** RECORDS PROVIDED follows **

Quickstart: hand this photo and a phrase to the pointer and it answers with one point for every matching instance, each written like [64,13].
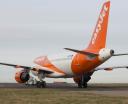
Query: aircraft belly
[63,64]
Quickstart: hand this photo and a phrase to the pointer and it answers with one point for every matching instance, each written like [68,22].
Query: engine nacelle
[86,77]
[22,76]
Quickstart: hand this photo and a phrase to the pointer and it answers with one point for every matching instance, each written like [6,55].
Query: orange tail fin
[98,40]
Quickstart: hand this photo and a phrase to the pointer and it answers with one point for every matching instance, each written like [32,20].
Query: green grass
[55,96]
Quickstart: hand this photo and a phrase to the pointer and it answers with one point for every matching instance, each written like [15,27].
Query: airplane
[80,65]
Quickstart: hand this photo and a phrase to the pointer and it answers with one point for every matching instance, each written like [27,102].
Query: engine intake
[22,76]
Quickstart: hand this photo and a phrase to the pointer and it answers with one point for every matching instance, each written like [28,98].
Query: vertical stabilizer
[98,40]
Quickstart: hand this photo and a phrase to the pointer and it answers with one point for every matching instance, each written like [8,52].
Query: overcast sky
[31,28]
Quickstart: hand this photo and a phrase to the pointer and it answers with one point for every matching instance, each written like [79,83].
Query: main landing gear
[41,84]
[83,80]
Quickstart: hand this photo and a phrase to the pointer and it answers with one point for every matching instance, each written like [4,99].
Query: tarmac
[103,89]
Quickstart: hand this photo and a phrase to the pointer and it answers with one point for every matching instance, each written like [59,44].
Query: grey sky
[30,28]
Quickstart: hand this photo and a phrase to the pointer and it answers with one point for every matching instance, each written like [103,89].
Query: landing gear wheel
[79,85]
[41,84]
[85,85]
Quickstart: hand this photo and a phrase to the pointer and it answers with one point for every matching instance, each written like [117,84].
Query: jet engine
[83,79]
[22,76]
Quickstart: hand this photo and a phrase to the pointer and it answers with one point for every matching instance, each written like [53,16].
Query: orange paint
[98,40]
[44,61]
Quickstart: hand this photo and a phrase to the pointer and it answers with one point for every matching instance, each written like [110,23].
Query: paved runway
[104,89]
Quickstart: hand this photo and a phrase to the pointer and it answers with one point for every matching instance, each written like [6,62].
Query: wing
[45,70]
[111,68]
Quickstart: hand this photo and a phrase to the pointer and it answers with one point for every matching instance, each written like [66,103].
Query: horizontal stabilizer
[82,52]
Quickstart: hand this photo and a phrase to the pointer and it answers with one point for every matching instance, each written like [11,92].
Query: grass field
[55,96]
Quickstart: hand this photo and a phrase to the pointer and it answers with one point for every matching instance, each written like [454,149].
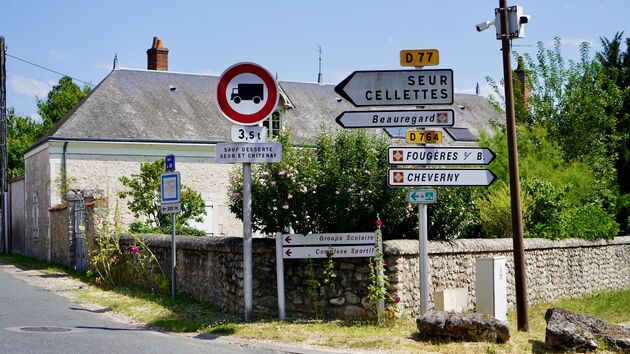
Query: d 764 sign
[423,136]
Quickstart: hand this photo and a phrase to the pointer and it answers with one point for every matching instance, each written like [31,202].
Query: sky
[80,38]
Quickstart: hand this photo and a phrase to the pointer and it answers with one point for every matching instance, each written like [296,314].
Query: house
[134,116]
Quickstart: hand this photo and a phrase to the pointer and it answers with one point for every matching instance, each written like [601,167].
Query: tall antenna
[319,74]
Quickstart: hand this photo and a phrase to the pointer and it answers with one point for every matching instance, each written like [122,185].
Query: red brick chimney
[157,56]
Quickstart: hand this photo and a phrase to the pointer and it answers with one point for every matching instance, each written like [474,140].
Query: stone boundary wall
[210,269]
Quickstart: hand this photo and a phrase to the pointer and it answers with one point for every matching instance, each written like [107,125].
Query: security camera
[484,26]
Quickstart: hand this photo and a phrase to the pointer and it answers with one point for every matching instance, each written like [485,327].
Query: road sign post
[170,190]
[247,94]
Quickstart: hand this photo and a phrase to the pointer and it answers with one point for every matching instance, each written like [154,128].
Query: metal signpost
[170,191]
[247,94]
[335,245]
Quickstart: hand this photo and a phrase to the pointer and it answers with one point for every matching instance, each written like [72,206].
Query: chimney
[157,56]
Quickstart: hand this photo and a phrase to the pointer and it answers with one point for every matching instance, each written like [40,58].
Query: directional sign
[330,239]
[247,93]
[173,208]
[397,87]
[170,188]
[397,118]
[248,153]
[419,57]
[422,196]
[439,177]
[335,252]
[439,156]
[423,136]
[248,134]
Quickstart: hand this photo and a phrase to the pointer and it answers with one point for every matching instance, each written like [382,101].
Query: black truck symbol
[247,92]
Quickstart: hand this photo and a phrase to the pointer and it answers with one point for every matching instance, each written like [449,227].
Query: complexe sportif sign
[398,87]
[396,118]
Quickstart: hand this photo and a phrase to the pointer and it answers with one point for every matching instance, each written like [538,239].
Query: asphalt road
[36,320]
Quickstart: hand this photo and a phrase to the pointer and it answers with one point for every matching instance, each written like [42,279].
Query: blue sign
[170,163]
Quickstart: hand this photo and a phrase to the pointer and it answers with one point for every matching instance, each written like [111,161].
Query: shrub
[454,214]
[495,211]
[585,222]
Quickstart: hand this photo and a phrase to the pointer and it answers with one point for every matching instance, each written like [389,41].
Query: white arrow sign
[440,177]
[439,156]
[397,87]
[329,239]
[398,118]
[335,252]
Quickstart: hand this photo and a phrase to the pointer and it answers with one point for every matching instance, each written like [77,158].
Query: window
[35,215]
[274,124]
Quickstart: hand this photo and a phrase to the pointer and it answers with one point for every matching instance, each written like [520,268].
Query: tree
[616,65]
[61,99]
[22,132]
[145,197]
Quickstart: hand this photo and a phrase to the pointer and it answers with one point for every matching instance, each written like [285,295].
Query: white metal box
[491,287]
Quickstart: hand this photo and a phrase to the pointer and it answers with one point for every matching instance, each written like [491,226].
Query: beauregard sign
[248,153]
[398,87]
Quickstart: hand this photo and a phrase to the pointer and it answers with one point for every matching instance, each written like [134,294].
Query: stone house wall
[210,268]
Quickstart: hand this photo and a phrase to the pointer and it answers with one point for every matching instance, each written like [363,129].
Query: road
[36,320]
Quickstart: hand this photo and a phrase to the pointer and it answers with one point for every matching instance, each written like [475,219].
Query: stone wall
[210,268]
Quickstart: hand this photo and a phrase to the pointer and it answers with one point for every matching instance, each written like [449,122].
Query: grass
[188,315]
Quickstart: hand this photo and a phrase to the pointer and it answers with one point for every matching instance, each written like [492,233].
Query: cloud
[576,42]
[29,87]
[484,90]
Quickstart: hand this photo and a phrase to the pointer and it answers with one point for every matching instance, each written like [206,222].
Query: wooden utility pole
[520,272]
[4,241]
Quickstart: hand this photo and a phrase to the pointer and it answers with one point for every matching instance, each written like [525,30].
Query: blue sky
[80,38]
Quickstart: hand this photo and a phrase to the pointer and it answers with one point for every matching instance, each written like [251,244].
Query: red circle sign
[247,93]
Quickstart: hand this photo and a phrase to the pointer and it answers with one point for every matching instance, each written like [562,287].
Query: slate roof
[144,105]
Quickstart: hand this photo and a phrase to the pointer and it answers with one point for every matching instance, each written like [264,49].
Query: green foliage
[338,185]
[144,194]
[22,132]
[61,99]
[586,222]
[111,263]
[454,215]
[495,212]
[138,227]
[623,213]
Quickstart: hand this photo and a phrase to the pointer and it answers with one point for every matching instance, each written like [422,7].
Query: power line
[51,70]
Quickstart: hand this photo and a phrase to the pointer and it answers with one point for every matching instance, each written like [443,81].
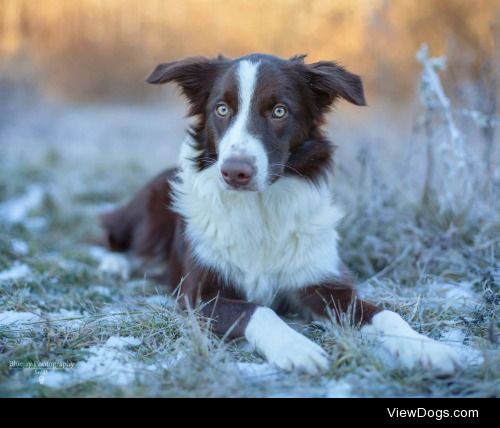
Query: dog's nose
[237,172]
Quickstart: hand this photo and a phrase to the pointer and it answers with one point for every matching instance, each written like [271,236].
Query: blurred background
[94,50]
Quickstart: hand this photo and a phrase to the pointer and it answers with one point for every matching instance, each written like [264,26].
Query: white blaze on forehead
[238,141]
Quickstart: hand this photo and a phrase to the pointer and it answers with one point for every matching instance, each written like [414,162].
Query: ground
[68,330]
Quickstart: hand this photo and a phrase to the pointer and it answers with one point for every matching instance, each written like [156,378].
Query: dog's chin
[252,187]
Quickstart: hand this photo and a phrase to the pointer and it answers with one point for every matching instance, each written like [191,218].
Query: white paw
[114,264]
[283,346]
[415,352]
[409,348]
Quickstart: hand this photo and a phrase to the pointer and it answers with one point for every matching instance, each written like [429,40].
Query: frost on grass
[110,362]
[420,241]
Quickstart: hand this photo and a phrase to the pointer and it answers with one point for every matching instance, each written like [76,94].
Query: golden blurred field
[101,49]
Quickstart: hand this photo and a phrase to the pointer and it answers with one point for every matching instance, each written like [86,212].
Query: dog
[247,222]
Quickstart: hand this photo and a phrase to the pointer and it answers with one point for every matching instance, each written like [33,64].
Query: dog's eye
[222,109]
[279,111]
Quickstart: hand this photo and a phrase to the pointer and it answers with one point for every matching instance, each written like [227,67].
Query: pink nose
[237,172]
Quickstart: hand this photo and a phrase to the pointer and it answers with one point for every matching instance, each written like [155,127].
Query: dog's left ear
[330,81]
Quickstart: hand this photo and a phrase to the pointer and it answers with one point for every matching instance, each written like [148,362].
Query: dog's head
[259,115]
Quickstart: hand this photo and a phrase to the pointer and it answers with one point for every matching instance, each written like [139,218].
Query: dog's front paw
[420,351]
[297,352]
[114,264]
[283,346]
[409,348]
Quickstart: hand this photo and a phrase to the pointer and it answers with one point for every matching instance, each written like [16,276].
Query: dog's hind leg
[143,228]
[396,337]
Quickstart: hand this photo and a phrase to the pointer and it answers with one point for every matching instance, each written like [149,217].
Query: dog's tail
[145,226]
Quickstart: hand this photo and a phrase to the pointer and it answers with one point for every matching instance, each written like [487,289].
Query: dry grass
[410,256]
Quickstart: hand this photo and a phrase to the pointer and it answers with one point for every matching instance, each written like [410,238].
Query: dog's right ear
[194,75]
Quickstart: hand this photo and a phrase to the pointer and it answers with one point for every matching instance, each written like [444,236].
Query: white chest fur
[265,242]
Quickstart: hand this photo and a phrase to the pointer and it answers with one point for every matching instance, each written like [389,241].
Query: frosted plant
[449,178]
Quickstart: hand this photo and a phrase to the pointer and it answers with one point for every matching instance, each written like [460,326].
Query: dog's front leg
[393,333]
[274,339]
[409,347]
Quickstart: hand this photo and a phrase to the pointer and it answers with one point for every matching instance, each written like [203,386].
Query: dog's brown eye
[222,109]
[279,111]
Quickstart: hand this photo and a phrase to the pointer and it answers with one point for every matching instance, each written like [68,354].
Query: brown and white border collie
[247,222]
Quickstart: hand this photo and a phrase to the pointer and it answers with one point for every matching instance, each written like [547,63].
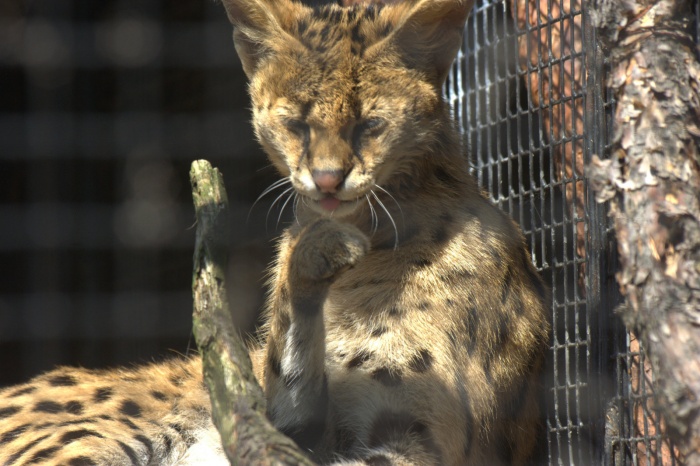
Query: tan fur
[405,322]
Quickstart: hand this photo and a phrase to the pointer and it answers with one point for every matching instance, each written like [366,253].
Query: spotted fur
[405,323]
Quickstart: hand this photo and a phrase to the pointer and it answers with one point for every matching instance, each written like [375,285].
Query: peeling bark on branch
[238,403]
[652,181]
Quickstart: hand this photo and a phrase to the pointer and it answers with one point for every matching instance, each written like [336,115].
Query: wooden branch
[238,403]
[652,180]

** End of RECORDS PROVIDED **
** RECORDS PROVIDED follows **

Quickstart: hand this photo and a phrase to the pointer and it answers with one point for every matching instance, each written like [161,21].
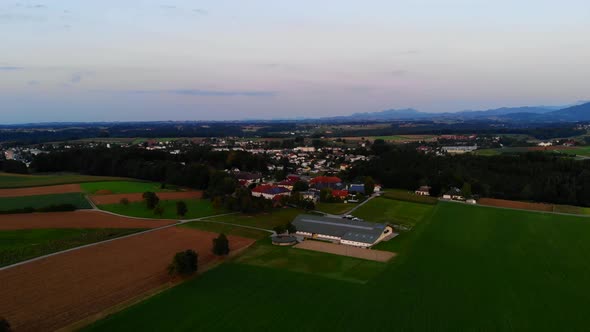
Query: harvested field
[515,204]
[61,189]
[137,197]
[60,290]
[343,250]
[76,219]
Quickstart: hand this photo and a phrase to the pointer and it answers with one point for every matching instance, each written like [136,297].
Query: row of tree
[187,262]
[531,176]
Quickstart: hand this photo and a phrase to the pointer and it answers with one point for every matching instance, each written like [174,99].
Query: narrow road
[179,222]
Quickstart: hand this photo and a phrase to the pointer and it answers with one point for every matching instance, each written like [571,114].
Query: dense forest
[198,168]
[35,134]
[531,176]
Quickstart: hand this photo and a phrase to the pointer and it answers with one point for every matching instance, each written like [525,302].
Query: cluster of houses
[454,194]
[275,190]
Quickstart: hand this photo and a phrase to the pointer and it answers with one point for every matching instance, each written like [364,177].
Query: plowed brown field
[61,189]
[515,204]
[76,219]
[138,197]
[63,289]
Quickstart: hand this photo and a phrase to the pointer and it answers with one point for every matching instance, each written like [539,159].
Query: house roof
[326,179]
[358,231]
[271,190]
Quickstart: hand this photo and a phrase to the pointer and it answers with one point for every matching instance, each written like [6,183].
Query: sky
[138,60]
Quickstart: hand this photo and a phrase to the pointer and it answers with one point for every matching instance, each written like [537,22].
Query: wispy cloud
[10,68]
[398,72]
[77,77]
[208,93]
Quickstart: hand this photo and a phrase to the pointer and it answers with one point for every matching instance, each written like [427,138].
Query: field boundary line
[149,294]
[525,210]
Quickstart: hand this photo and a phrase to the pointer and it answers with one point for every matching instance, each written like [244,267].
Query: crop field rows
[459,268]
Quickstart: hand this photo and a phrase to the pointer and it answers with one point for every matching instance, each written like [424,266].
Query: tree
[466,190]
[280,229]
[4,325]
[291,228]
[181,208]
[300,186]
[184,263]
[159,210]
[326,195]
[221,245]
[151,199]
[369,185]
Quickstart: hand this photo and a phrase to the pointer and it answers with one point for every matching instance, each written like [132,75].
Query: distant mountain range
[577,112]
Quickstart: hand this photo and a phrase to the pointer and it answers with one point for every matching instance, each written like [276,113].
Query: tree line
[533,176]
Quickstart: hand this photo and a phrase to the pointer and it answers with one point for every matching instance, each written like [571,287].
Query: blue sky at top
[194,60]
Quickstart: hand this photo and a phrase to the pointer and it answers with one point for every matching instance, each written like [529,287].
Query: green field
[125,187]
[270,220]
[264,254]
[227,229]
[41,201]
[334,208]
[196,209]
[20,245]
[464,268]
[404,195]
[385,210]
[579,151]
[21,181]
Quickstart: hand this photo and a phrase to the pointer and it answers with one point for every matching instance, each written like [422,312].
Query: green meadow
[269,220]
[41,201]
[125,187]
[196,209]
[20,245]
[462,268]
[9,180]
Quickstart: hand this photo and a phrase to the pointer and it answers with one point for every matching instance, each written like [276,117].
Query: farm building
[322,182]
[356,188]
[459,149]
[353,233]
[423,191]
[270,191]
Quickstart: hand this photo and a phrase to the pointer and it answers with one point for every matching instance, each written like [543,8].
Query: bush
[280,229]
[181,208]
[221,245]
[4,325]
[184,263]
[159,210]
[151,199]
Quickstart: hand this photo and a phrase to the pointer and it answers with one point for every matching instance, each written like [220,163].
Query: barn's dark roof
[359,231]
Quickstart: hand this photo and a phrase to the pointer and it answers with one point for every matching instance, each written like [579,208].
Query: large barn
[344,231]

** End of RECORDS PROVIDED **

• TRY IT: Set down, from the entries above, exactly the lines from the one with "Query: green field" up to and including the one with "written like [422,312].", and no other lines.

• RESULT FOR THIS TASK:
Query: green field
[125,187]
[270,220]
[264,254]
[227,229]
[41,201]
[334,208]
[196,209]
[20,245]
[464,268]
[404,195]
[385,210]
[579,151]
[21,181]
Quickstart: hand this photo and a phrase to the pointer and it answers with one point for every matching instance, each written like [422,312].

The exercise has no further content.